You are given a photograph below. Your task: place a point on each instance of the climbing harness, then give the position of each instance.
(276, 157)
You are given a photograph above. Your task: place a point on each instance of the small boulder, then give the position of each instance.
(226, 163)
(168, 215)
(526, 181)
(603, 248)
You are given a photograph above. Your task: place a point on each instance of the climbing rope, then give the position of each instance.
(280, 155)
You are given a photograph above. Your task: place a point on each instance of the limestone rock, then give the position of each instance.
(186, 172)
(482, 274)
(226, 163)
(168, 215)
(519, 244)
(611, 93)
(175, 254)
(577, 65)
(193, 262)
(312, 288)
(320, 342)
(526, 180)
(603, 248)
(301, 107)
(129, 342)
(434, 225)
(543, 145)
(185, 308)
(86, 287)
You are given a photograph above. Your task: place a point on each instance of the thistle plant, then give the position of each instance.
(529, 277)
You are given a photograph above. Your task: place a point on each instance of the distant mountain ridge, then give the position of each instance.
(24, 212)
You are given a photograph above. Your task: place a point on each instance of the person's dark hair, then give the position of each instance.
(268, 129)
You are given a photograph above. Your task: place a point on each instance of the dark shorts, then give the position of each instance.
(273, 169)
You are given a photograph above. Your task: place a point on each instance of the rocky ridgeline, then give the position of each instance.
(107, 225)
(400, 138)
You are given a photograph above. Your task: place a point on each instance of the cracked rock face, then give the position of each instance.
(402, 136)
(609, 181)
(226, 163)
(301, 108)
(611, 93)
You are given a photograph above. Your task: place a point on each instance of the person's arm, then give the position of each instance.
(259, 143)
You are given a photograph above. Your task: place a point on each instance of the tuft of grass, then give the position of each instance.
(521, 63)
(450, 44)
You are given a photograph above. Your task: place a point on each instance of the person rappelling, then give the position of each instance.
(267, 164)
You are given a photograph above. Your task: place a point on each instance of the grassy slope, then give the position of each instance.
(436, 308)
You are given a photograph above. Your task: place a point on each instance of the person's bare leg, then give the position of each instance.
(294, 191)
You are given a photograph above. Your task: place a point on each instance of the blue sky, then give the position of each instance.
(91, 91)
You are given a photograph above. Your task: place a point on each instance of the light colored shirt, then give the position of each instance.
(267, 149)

------

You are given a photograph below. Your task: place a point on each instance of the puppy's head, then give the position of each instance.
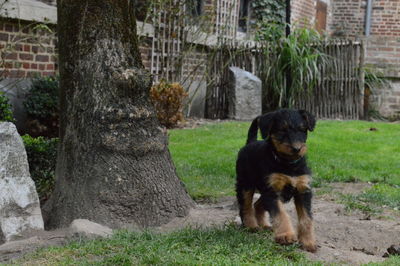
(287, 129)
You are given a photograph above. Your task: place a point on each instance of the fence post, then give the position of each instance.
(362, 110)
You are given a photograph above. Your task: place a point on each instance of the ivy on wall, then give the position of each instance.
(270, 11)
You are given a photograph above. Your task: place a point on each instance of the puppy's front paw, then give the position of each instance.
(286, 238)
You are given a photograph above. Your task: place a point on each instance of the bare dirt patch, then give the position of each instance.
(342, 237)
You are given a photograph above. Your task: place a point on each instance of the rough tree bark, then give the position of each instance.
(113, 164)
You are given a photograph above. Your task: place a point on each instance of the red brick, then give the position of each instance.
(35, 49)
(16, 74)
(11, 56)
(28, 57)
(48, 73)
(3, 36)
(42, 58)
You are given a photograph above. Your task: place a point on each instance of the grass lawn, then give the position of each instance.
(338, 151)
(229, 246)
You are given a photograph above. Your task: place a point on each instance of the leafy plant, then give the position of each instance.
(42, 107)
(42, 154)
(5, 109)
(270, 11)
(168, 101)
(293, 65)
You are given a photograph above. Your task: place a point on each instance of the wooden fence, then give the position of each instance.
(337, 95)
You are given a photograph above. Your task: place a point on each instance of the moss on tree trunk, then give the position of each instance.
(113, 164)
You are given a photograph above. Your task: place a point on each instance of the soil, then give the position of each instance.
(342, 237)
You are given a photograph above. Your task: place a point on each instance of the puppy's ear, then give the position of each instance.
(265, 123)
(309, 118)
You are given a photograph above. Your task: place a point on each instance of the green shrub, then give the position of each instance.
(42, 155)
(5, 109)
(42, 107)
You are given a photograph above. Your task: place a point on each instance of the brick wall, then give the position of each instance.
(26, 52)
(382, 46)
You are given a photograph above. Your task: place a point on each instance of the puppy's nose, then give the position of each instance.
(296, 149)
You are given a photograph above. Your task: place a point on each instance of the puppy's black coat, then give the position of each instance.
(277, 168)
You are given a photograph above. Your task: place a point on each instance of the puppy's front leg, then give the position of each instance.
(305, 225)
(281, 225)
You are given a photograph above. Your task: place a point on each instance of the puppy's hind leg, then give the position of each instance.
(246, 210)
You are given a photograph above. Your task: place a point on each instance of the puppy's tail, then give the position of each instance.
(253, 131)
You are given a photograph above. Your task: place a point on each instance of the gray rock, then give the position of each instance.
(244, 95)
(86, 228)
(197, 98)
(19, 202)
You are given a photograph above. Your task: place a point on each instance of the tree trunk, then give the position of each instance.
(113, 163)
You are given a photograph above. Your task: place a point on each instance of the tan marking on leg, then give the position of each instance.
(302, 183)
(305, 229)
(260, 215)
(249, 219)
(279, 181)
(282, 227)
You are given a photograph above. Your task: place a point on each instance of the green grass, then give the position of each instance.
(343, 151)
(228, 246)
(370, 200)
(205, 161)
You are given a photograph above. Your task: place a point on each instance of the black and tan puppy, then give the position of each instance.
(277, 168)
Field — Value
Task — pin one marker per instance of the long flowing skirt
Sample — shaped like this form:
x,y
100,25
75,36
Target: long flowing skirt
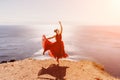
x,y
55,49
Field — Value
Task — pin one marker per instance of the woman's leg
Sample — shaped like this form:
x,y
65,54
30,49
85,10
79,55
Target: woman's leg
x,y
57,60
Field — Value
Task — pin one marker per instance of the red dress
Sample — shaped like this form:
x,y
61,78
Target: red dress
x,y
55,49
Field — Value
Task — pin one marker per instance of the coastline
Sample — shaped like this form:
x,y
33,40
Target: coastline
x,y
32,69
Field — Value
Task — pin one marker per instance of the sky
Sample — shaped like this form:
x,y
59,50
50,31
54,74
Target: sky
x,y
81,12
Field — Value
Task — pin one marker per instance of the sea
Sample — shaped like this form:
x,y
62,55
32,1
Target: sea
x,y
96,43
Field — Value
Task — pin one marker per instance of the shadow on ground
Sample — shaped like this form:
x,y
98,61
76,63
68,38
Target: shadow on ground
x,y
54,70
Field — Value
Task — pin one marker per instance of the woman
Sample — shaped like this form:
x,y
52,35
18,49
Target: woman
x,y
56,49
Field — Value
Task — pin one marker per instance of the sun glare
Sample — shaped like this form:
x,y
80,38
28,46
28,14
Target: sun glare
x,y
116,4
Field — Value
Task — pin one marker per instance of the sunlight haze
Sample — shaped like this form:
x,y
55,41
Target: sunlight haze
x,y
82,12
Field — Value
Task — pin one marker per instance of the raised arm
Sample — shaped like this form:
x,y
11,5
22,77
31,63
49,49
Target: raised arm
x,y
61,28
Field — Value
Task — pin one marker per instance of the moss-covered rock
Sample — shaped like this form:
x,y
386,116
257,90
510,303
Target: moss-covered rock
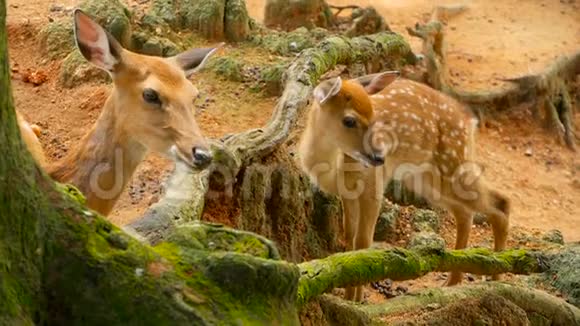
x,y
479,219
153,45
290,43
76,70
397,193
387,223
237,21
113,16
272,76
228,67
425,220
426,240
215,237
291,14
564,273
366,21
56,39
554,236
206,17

------

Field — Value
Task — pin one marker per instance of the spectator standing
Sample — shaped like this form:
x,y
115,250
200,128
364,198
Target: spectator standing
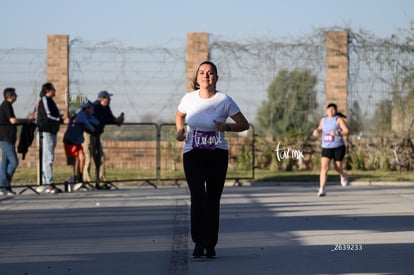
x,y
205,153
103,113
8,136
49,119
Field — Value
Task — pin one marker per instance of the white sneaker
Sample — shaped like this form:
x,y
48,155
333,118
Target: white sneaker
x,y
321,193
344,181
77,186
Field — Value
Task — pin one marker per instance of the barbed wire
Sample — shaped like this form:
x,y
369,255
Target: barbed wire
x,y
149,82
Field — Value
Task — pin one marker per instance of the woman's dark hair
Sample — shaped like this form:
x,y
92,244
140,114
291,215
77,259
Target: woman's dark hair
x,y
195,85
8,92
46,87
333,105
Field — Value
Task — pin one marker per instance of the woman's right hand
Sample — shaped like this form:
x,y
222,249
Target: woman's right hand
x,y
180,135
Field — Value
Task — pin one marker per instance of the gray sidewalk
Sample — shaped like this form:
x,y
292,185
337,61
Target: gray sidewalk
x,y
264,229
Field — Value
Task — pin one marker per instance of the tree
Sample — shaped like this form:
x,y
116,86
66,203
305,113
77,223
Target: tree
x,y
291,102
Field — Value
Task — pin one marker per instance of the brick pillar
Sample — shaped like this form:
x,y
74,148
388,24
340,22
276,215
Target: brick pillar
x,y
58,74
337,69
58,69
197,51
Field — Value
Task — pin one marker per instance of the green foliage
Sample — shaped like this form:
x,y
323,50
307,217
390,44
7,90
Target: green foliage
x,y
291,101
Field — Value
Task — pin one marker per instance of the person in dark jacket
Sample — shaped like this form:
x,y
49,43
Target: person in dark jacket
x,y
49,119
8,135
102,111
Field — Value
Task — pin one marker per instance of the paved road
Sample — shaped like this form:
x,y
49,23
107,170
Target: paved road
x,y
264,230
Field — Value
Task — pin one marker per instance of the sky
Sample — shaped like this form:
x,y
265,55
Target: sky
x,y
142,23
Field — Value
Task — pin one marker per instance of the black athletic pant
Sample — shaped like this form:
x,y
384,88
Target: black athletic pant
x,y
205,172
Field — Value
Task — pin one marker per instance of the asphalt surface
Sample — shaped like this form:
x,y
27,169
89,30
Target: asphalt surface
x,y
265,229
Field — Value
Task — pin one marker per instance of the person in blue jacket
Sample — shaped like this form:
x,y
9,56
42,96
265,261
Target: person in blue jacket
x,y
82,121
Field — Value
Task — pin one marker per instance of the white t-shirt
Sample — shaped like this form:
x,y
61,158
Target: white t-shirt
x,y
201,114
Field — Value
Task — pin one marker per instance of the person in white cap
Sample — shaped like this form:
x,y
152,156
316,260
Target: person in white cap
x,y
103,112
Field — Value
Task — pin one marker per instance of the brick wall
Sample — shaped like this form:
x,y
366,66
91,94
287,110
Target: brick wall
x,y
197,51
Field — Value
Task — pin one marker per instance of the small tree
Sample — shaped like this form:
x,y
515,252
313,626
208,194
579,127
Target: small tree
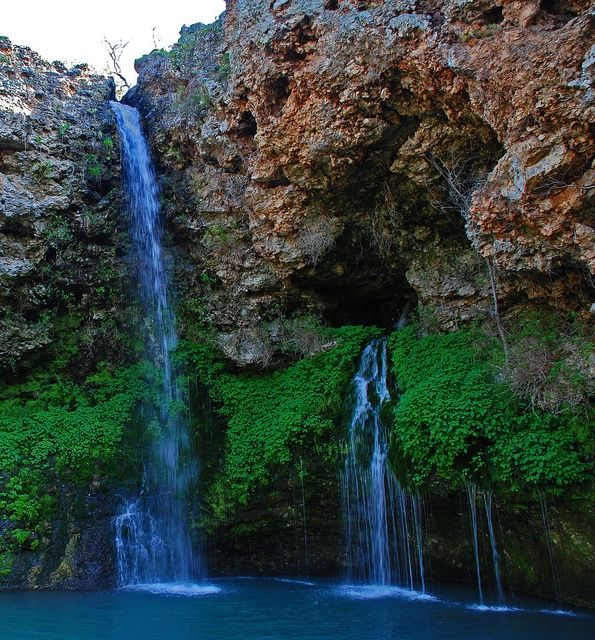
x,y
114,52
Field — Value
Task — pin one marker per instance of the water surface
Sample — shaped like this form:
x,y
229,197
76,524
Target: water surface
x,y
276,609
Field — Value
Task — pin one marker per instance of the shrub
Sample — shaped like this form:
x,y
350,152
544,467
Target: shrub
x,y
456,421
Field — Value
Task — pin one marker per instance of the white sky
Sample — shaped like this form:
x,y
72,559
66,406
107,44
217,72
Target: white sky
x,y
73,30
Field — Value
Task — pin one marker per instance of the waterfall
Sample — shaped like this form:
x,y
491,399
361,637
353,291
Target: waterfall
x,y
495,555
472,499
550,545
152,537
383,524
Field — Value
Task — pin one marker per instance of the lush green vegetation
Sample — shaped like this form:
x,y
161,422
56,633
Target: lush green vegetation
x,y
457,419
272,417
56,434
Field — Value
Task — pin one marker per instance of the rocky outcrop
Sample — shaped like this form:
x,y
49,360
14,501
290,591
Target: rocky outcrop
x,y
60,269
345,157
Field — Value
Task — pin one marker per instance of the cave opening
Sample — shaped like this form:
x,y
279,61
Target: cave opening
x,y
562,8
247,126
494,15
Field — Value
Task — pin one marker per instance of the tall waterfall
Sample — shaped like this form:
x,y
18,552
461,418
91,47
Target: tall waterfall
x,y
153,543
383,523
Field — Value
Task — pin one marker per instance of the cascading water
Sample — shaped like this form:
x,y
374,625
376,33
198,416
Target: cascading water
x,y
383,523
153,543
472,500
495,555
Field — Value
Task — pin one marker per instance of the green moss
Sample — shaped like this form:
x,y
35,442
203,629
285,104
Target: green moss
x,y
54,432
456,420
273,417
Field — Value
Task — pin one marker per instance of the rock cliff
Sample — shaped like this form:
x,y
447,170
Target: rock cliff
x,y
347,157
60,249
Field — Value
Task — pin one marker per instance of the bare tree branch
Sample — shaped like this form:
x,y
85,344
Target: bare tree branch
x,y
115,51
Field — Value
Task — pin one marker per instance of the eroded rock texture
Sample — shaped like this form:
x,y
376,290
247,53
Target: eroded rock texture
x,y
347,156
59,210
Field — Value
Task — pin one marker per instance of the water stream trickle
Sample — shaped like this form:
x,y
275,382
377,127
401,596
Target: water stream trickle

------

WHAT THE TASK REQUIRES: Which lines in the listing above contain the word "wire"? Pick out each of them and copy it in full.

TASK OUTPUT:
Task — pin one marker per instance of the barbed wire
Target: barbed wire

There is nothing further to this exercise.